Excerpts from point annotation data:
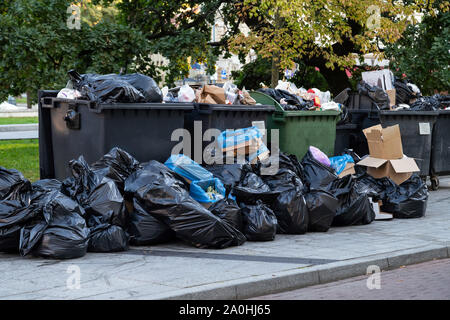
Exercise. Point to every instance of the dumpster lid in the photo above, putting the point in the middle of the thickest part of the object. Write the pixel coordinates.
(52, 102)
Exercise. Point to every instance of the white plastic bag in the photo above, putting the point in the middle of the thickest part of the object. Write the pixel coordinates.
(67, 93)
(186, 94)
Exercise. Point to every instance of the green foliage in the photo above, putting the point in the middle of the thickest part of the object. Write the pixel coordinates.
(253, 73)
(37, 47)
(423, 53)
(308, 77)
(22, 155)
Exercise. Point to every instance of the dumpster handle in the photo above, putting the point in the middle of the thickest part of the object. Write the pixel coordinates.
(202, 108)
(278, 118)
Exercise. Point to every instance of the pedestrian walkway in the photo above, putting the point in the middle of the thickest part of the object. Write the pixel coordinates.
(177, 270)
(19, 131)
(424, 281)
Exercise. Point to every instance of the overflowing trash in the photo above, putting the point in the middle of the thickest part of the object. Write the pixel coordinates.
(118, 201)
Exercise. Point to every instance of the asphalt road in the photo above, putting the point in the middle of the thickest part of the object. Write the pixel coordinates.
(424, 281)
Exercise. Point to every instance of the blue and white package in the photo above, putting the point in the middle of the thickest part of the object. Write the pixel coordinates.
(187, 168)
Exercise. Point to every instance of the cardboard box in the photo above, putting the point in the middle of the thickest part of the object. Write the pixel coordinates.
(211, 94)
(384, 143)
(398, 170)
(349, 169)
(391, 94)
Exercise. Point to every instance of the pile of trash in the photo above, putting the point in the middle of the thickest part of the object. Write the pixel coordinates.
(292, 98)
(117, 201)
(211, 94)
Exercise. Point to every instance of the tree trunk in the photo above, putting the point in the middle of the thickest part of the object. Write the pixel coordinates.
(28, 100)
(275, 71)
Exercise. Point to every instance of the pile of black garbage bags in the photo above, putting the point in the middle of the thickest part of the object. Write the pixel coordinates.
(117, 201)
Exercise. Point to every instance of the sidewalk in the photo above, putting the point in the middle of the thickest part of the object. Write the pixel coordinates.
(256, 268)
(19, 131)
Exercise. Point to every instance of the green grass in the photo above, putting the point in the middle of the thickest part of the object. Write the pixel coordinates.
(21, 100)
(18, 120)
(22, 155)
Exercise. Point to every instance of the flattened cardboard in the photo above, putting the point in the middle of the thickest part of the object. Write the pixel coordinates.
(398, 172)
(384, 143)
(404, 165)
(349, 169)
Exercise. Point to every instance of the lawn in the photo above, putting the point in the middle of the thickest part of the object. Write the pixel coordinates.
(18, 120)
(22, 155)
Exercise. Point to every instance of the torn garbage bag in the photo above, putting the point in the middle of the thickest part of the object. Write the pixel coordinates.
(317, 175)
(322, 207)
(407, 200)
(260, 223)
(228, 210)
(164, 196)
(107, 238)
(145, 229)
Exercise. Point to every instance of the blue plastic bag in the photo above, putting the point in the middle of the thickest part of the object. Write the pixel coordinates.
(187, 168)
(338, 163)
(231, 138)
(198, 190)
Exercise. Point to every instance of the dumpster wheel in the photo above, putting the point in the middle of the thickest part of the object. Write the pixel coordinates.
(434, 183)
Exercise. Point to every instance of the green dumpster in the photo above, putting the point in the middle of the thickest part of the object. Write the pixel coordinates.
(300, 129)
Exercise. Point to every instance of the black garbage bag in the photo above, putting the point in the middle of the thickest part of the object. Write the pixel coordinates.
(407, 200)
(46, 185)
(106, 201)
(260, 223)
(112, 88)
(317, 175)
(12, 213)
(252, 188)
(66, 235)
(322, 207)
(229, 174)
(403, 93)
(146, 86)
(116, 165)
(374, 188)
(166, 197)
(425, 104)
(283, 180)
(354, 207)
(228, 210)
(145, 229)
(12, 184)
(96, 193)
(107, 238)
(291, 211)
(376, 94)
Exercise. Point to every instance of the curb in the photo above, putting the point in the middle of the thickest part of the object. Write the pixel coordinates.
(19, 127)
(304, 277)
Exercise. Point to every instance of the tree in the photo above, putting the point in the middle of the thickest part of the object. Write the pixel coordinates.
(37, 47)
(322, 33)
(423, 52)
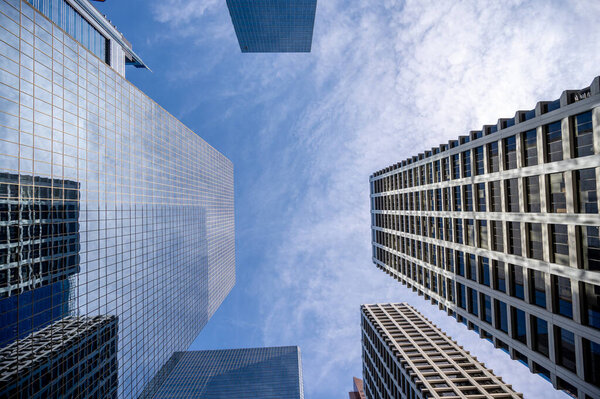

Work to do: Switch every "thickest" in the lines above to "widest" and write the lines out again with nothing else changed. Omit the pictures.

Response to this task:
Exercise. Point to every instance of the dumpster lid in the photo above, putting the point in the middle of the widest part of the object. Write the pixel coordinates.
(52, 102)
Exercise. Point to every instance of the white plastic bag in the photo above, putting the point in the middle of the widest part of the object. Write the pixel coordinates.
(67, 93)
(186, 94)
Exercise. Point to every instance of the green foliage in the photo above, putting the point in the middle of the widest part of the object. Write the pixel coordinates.
(253, 73)
(37, 47)
(423, 53)
(308, 77)
(22, 155)
Exercise. Point to every instance of the dumpster handle in the photo above, putting the point in the middle of the widest part of the object. Write the pixel coordinates.
(202, 108)
(278, 118)
Exercise. Point to every instance of the pedestrian walkway in the photo above, putting the point in the middle of the widest part of the object. Write the pixel coordinates.
(177, 270)
(19, 131)
(424, 281)
Exercise. Point to every instance of the overflowing trash in the photo above, putting the point in the middle of the widest part of the object. Write the pixel coordinates.
(118, 201)
Exercise. Point to every instance of the asphalt road in the photo above, putting the point in the middle of the widest part of the object. Write the pixel coordinates.
(424, 281)
Exercise. Point to every instance of the blue and white package in the photo above, putting the point in the middle of the widest part of the object. Write the pixel coordinates.
(187, 168)
Exercise. Point to every instance of the cardboard box in the photo above, putting the point in the middle of the widest part of the object. Write the pixel coordinates.
(211, 94)
(384, 143)
(398, 170)
(349, 169)
(391, 94)
Exercise. Point to every instance of the pile of trash in the photo above, putting the point in the middle of the widest part of the object. Write the pixel coordinates.
(292, 98)
(117, 201)
(211, 94)
Exercise. Point to every instance of the tree trunk in the photo above, putting the point in the middle of the widest part of the object. Write the pixel coordinates.
(28, 100)
(275, 71)
Exercise. Point to every instance of the pile of black garbage bags in the photo above, putting the point in the middle of the widest part of the object. Write the pixel coordinates.
(117, 201)
Exercise. Point to every instance of the sidewalk in the photo above, putting the point in the middle of the widest part of the object. Write the pixel coordinates.
(256, 268)
(19, 131)
Exercise. Point to every instance of the green grass in the photo above, putting the point in the middle of the widest part of the object. Write the pixel coordinates.
(21, 100)
(18, 120)
(22, 155)
Exercise. Point to every instance of the flattened cardboard in the photo above, putting the point in the middle of the widest part of the object. Write the pixel coordinates.
(398, 172)
(384, 143)
(404, 165)
(349, 169)
Exercise. Point to every instance of the lawn in the photo above, putting the point in the middle of the widest part of the object. Write the pixel coordinates.
(18, 120)
(22, 155)
Exercise. Point to every instance of the torn garbage bag in the photo above, putting the point in the middle of the widest part of the object. Write the pixel coordinates.
(317, 175)
(322, 207)
(407, 200)
(260, 223)
(228, 210)
(164, 196)
(107, 238)
(145, 229)
Exercise. Point to every instance of the blue plastic bag in the photo above, putting the point in the middle of the widest part of the object. Write the pixel coordinates.
(187, 168)
(338, 163)
(231, 138)
(198, 190)
Exercise. Point to every instance of the dumpster wheel in the photo above, putting the point in the middle of the widest part of the object. Write the pixel coordinates.
(434, 183)
Exercise. Point to every instance of the green dumpster in the photo above, putting the point in the middle of the widest part of the object. Write the pixel coordinates.
(300, 129)
Exercise. Point to every instance of the black garbage bag in the photo above, putting the point in the middle of the widest part of the object. Write the pixel coordinates.
(407, 200)
(46, 185)
(106, 201)
(260, 223)
(112, 88)
(317, 175)
(12, 213)
(252, 188)
(66, 235)
(322, 207)
(229, 174)
(403, 93)
(146, 86)
(116, 165)
(374, 188)
(166, 197)
(425, 104)
(283, 180)
(354, 207)
(228, 210)
(145, 229)
(12, 184)
(96, 193)
(107, 238)
(291, 211)
(376, 94)
Exercise. Point to every instance of the curb in the photo above, putting the point in the middle of the widest part of the object. Write the pixel coordinates.
(19, 127)
(304, 277)
Exercise. Point to every instance of the tree in the photo above, putting the point in the middle of the widest part of the object. Write the pixel coordinates.
(37, 47)
(322, 33)
(423, 52)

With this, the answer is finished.